> **Request**:
Pictures are not part of the copy; repeat everything else in the records exactly.

> **Provided records**:

#####

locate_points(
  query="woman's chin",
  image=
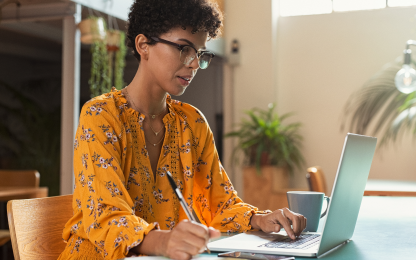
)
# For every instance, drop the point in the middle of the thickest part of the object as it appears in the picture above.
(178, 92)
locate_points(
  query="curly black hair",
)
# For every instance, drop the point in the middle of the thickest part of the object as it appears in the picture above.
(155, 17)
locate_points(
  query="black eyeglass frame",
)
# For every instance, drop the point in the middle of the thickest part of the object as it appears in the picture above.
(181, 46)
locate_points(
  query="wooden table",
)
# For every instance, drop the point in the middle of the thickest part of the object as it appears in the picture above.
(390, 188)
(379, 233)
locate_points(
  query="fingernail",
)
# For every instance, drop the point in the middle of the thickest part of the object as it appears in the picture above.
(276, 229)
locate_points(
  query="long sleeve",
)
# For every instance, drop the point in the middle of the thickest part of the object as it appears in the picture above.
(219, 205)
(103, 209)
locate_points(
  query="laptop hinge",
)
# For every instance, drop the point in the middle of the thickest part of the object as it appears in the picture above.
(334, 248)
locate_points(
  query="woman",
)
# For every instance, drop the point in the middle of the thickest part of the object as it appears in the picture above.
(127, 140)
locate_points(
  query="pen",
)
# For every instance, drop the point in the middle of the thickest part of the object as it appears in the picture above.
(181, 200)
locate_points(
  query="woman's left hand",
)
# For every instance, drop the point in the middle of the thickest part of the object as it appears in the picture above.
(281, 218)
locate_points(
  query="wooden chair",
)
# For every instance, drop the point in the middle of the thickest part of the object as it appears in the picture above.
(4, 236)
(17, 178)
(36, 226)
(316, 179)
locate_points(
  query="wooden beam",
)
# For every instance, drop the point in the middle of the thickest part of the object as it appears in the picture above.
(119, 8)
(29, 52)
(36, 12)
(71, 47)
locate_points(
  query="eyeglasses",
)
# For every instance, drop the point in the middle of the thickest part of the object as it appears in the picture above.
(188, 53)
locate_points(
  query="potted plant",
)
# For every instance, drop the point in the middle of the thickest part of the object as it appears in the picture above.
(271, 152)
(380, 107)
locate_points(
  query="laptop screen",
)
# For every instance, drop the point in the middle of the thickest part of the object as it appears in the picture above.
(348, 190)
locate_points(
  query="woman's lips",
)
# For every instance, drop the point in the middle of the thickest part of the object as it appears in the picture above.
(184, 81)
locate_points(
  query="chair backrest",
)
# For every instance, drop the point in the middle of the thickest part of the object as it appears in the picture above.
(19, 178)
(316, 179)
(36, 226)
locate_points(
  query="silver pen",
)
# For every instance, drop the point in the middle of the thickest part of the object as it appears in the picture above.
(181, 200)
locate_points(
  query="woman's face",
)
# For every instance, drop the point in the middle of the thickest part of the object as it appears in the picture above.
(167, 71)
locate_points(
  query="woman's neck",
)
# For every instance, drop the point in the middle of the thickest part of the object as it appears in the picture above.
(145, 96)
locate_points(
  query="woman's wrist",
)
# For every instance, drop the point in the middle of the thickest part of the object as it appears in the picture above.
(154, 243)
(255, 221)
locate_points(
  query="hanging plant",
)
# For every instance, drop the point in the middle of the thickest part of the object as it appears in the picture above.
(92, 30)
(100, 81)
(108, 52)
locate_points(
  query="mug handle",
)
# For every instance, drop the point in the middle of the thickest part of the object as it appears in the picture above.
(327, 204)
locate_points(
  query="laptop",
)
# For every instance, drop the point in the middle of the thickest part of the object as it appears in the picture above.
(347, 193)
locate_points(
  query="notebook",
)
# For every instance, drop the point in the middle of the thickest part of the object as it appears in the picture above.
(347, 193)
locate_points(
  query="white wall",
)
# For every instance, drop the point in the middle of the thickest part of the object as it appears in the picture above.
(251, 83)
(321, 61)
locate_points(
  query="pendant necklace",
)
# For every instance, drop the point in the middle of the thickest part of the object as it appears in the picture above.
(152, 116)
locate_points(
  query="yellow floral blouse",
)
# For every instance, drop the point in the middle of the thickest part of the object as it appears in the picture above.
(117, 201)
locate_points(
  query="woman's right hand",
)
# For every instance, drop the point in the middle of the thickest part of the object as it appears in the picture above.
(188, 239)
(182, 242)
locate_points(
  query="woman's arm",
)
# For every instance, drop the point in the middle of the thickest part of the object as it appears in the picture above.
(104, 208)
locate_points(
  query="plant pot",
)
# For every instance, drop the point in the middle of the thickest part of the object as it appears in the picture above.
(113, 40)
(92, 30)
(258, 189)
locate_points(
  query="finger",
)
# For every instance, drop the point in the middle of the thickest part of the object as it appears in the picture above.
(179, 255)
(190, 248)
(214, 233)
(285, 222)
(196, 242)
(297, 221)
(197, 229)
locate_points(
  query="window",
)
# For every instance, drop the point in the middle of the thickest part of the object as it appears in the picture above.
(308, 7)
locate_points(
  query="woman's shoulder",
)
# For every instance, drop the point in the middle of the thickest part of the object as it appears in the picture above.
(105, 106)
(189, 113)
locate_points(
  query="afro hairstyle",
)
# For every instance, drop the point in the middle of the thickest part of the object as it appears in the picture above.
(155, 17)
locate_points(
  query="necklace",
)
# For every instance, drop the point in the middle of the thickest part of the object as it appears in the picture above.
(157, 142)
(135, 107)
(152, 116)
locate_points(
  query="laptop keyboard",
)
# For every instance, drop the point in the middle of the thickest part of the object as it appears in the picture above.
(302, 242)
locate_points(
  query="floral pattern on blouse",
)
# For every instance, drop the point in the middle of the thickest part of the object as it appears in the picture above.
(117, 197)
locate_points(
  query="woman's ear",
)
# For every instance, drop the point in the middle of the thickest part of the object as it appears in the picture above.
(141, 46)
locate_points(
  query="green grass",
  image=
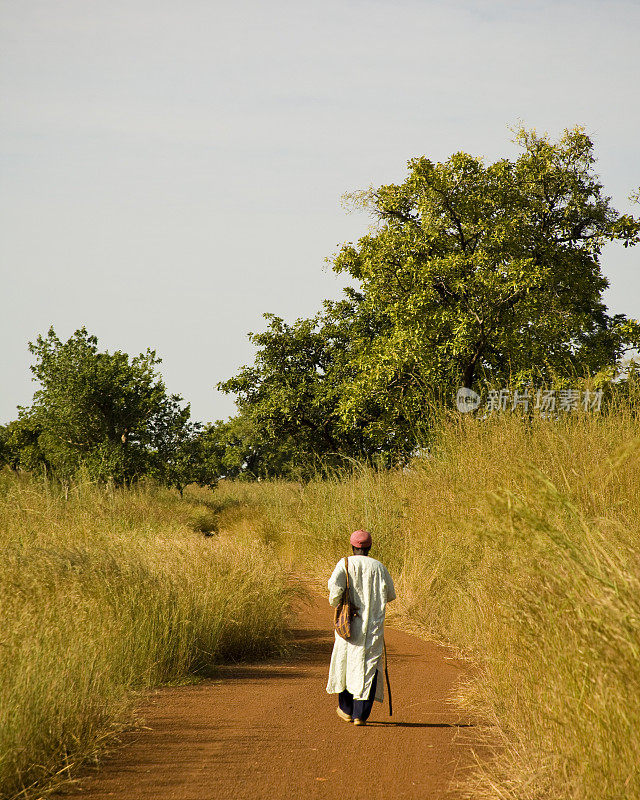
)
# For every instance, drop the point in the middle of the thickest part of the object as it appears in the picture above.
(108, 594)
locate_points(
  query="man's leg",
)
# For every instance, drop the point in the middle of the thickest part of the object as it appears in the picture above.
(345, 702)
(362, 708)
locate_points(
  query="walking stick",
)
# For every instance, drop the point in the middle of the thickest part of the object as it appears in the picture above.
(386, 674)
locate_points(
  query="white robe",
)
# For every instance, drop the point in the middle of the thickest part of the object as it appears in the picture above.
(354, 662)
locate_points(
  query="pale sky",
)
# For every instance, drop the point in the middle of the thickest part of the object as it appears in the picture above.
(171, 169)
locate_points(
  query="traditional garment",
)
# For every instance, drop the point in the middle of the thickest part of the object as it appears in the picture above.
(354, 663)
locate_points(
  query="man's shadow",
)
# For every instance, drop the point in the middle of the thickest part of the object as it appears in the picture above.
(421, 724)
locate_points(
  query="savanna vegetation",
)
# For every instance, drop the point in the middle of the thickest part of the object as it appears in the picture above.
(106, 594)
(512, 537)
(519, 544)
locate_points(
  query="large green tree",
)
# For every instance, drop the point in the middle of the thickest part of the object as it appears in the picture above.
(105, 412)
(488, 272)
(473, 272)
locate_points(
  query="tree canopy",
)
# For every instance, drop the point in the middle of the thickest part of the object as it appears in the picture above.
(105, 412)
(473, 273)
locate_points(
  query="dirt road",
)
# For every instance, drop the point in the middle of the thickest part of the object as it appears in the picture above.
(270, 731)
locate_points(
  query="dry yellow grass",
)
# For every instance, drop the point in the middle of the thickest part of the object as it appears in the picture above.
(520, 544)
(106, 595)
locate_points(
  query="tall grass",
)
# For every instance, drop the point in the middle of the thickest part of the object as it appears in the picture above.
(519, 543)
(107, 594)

#####

> **Task solution**:
locate_points(
  query="woman's chin",
  image=
)
# For every instance, drop the point in the middle of the thickest part of the object as it appears in the picture above.
(178, 92)
locate_points(
  query="curly black hair",
)
# For every instance, drop the point in the middle of the thickest part of the object as it appears in the picture above.
(155, 17)
locate_points(
  query="black eyeglass frame",
)
# For every instance, drop the point in the middle of the thickest part of the object as it appears in the picture above.
(181, 46)
locate_points(
  query="wooden table",
)
# For every instance, drop the point in the middle of the thickest part of the object as it appears in the picture above.
(390, 188)
(379, 233)
locate_points(
  query="fingernail",
)
# For every instance, drop the point in the middle of the thickest part of the object as it appears in the picture above.
(276, 229)
locate_points(
  query="long sleeve",
)
# For every instance, drop the point in the middle of the thickest part of the object as it appears in the picture above.
(219, 205)
(103, 209)
locate_points(
  query="laptop hinge",
)
# For every instance, drop the point in the middle of the thickest part of the object as it appears in the picture above.
(334, 248)
locate_points(
  query="woman",
)
# For every instance, drop the point in the middle of the thickest part of the object as it appears in the picture above.
(127, 140)
locate_points(
  query="pen",
)
# For every instance, drop the point in the middle of the thickest part of the object as it appears in the picture above.
(181, 200)
locate_points(
  query="woman's left hand",
)
# For every instance, drop the point in the middle of the thickest part of the object as it appears in the picture above.
(281, 218)
locate_points(
  query="wooden chair",
)
# For every instance, drop the point in the middle of the thickest part of the object as it appears in the picture above.
(4, 236)
(17, 178)
(36, 226)
(316, 179)
locate_points(
  query="wooden beam",
)
# For every instance, drop the point in the middle of the thickest part of the object as it appears in the picture above.
(119, 8)
(29, 52)
(36, 12)
(71, 47)
locate_points(
  query="eyeglasses",
)
# For every instance, drop the point in the middle of the thickest part of the object as it appears in the picture above.
(188, 53)
locate_points(
  query="potted plant",
)
# For every instance, drop the point in the middle of the thickest part of the object as it appears in the picture above.
(271, 152)
(380, 107)
locate_points(
  query="laptop screen",
)
# For every instance, drop the point in the middle of the thickest part of the object as it appears in the picture above.
(348, 190)
locate_points(
  query="woman's lips",
)
# For every instance, drop the point in the middle of the thickest part of the object as it appears in the picture above.
(184, 81)
locate_points(
  query="chair backrest",
)
# For every instance, drop the point in the middle of the thickest part of the object as it appears in the picture above.
(19, 178)
(316, 179)
(36, 226)
locate_points(
  query="silver pen",
)
# For every instance, drop the point in the middle of the thickest part of the object as it appears in the picture above.
(181, 200)
locate_points(
  query="woman's face",
)
# For every instance, drop the point in the middle of the thickest part of the object as it appears in the picture above.
(167, 71)
locate_points(
  query="woman's neck",
)
# For every instance, drop the point in the middle of the thickest part of the object as it appears in the picture above.
(145, 96)
locate_points(
  query="woman's wrist",
)
# For every instance, drop the point in the middle of the thickest part of the object as it appears in the picture above.
(154, 243)
(255, 221)
locate_points(
  query="hanging plant",
)
# For every instance, drop the point in the middle of the thickest part of the object as it appears in the picture above.
(92, 30)
(100, 81)
(108, 52)
locate_points(
  query="mug handle",
)
# For every instance, drop the point in the middle of the thickest part of the object as it appears in the picture above.
(327, 204)
locate_points(
  query="laptop",
)
# For every instance, drop the point in the middle of the thickest part of the object as it appears in the picture above.
(347, 193)
locate_points(
  query="notebook",
)
# For every instance, drop the point in the middle of the thickest part of the object as it appears in the picture above.
(347, 193)
locate_points(
  query="white wall",
)
# For every instance, drop the point in the middle of the thickest part of the object as it appears in the picture above.
(251, 83)
(321, 61)
locate_points(
  query="pendant necklace",
)
# For every instance, drop the point in the middle of the thickest part of the object as it appears in the picture above.
(152, 116)
locate_points(
  query="yellow floral blouse",
)
# For every instance, drop the point in the middle of the thickest part of the object as it appears in the picture above.
(117, 201)
locate_points(
  query="woman's right hand",
)
# For every instance, drop the point in the middle of the thickest part of the object as it appears in the picture above.
(188, 239)
(182, 242)
locate_points(
  query="woman's arm",
)
# For every instance, drop the point in the middle of the thickest part of the object as it appears in the picture above.
(104, 208)
locate_points(
  query="plant pot",
)
# For every instance, drop the point in the middle of the thickest part of the object as it appears in the picture above.
(113, 40)
(92, 30)
(258, 189)
locate_points(
  query="finger",
)
# For every instance, drop the point in the middle of the thickest part of the object as it appears in the picture above.
(179, 255)
(190, 248)
(214, 233)
(285, 222)
(196, 242)
(297, 221)
(197, 229)
locate_points(
  query="window",
)
# For every instance, drop the point in the middle of the thickest part of the object as it appears in the picture above.
(308, 7)
locate_points(
  query="woman's shoulder",
)
# For every instance, drop the point in the middle of the thickest part of the object as it appears in the picture above.
(105, 106)
(189, 113)
locate_points(
  query="afro hairstyle",
)
# For every instance, drop the point in the middle of the thickest part of the object as it appears in the picture above.
(155, 17)
locate_points(
  query="necklace",
)
# For every instance, drop the point in the middle of the thickest part of the object as it appears in the picture above.
(157, 142)
(135, 107)
(152, 116)
locate_points(
  query="laptop keyboard",
)
# For every instance, drop the point in the middle of the thickest part of the object as it appears in the picture above.
(302, 242)
locate_points(
  query="floral pattern on blouse",
)
# For every instance, drop the point in the middle of the thickest part of the object as it appears in the picture above.
(117, 197)
locate_points(
  query="woman's ear",
)
# For every instance, drop the point in the middle of the thickest part of the object as it appears in the picture above.
(141, 46)
locate_points(
  query="green grass",
  image=
)
# For every instance, drop the point in the middle of the thickest part of the object as it appears in the picture above.
(108, 594)
locate_points(
  query="man's leg",
)
# For every instance, drop the point in the middle of the thickest part of the object as it appears in the picture above.
(345, 702)
(362, 708)
locate_points(
  query="walking stick",
)
# For every instance, drop the point in the middle of the thickest part of the object as it appears in the picture above.
(386, 674)
locate_points(
  query="white robe",
)
# For every instance, drop the point in the middle of the thickest part of the object as it appears in the picture above.
(354, 662)
locate_points(
  query="pale sky",
)
# For every instance, drop the point in the middle of the thickest part of the object as it appears in the picture above.
(171, 169)
locate_points(
  query="traditional garment",
)
# For every instance, drop the point in the middle of the thickest part of the object as it appears in the picture above.
(354, 663)
locate_points(
  query="man's shadow",
)
# For every instance, drop the point in the middle of the thickest part of the object as it appears in the picture above.
(421, 724)
locate_points(
  query="savanna vegetation",
)
# For every instance, drop the point in the middle of the thickest part of the object as it appears in the picture above.
(106, 594)
(512, 537)
(519, 544)
locate_points(
  query="large green tree",
)
# For every instance, drop the point in the middle of the thickest part of the object as it appears in the picture above.
(105, 412)
(488, 272)
(473, 272)
locate_points(
  query="tree canopy",
)
# For every instance, drop the point in the middle of the thickest part of the object as it appears in the picture above.
(105, 412)
(473, 273)
locate_points(
  query="dirt road",
)
# For every instance, drop the point in the middle of the thickest part of the object as it appears in the picture above.
(270, 731)
locate_points(
  query="dry yellow grass",
)
# For every instance, drop the point in the middle of the thickest part of the object as it appears in the picture above.
(520, 544)
(106, 595)
locate_points(
  query="tall grass",
)
# For every instance, drop the point in the middle of the thickest part of the object as it appears in the picture above.
(519, 543)
(107, 594)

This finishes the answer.